▸ To be done:
Word for word, transcribe the lines below and drop the pictures.
========
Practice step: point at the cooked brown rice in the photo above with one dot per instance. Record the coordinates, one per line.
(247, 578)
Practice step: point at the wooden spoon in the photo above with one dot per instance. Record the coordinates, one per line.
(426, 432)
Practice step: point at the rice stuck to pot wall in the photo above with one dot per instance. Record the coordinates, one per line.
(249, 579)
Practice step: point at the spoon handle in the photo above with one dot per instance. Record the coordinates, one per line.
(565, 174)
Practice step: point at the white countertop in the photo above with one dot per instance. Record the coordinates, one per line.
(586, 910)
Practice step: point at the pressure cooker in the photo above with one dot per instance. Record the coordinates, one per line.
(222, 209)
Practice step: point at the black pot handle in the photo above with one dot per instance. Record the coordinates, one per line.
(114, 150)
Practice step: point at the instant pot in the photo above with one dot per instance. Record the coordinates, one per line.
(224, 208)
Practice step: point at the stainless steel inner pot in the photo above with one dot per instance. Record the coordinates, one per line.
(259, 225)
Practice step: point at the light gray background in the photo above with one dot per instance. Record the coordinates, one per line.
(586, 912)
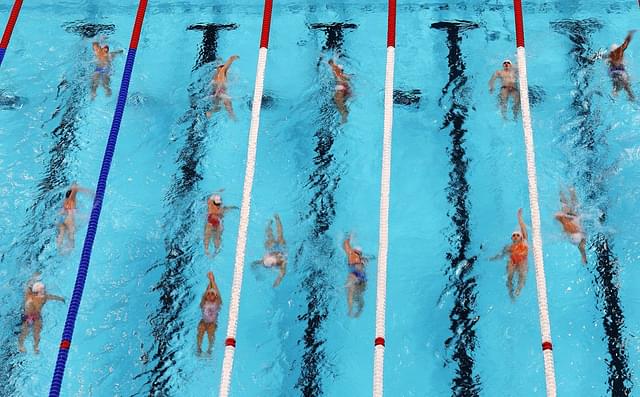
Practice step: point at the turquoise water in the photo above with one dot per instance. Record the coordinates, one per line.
(451, 328)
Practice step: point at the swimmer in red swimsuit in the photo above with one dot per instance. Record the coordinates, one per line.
(66, 218)
(213, 227)
(343, 89)
(220, 93)
(35, 297)
(518, 251)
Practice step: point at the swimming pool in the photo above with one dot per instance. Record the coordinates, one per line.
(451, 328)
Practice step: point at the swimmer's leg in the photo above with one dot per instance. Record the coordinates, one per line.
(106, 83)
(201, 328)
(211, 330)
(229, 106)
(510, 270)
(23, 335)
(208, 231)
(37, 328)
(583, 251)
(94, 84)
(279, 229)
(522, 277)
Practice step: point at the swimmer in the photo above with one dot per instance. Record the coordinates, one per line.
(213, 226)
(509, 88)
(570, 219)
(220, 90)
(210, 305)
(276, 250)
(617, 71)
(356, 279)
(35, 296)
(102, 72)
(518, 252)
(66, 218)
(343, 89)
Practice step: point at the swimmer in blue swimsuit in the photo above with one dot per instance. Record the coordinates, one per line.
========
▸ Task result:
Practice step: point at the cooked brown rice in the photo above with one dot per instance. Record the coordinates, one per line.
(247, 578)
Practice step: point at the wooden spoon in the photo above with one dot per instance. Record the coordinates, one per line.
(426, 432)
Practice step: point at the rice stuck to pot wall in the photo above with one dot per instance. Record the coordinates, one per line.
(249, 579)
Practice step: point at the spoon handle in the photo above with one dot per instance. Record the coordinates, one per line.
(565, 174)
Practice step: point at the white countertop in the photo above with one dot per instance. Record the coordinates, one per line.
(586, 910)
Practice step: point at the pressure cooker in the photo above with one dot per instance. Record the coordinates, one per line.
(222, 209)
Practice step: point at the black pot handle in the photo above with one dot per instance. Record the coordinates, one per line.
(114, 150)
Practice step: point at the instant pot in the photo above with one dot per instance. Record the coordinates, one per line.
(224, 208)
Practice step: point at the stainless steel inner pot in the photo above with one dot per instance. Record the coordinates, one per line.
(259, 225)
Practice step: point at the light gray background in the photo above with one dot per instance. Record the coordinates, one per line.
(586, 912)
Practice step: point at the turquoise water in the photo above with one dot per instance. Record the coordinates, one per line.
(451, 328)
Practice step: point at the swimmer in red swimsuit in the photo above with one dot per instance. Record the coordinates, one per line.
(66, 218)
(213, 227)
(343, 89)
(220, 93)
(35, 297)
(518, 251)
Practice step: point at the swimming pool in the photo above with one dot per instance. Record the coordinates, one per line.
(451, 328)
Practice step: point at the swimmer's leg in the photo above with one dot per instance. Record the coordinates, one per line.
(106, 83)
(201, 328)
(211, 330)
(229, 106)
(510, 270)
(23, 335)
(208, 231)
(37, 328)
(583, 251)
(94, 84)
(279, 229)
(522, 277)
Practice step: point at the swimmer in the photo above with one dot per instance. Record the coordinates, one per line.
(213, 226)
(509, 88)
(570, 219)
(220, 90)
(210, 305)
(276, 250)
(617, 71)
(356, 279)
(35, 296)
(102, 72)
(518, 252)
(66, 218)
(343, 89)
Practice step: point at the swimmer in blue swimsuit in the photo above with one dot per instance. Record the coordinates, one per line.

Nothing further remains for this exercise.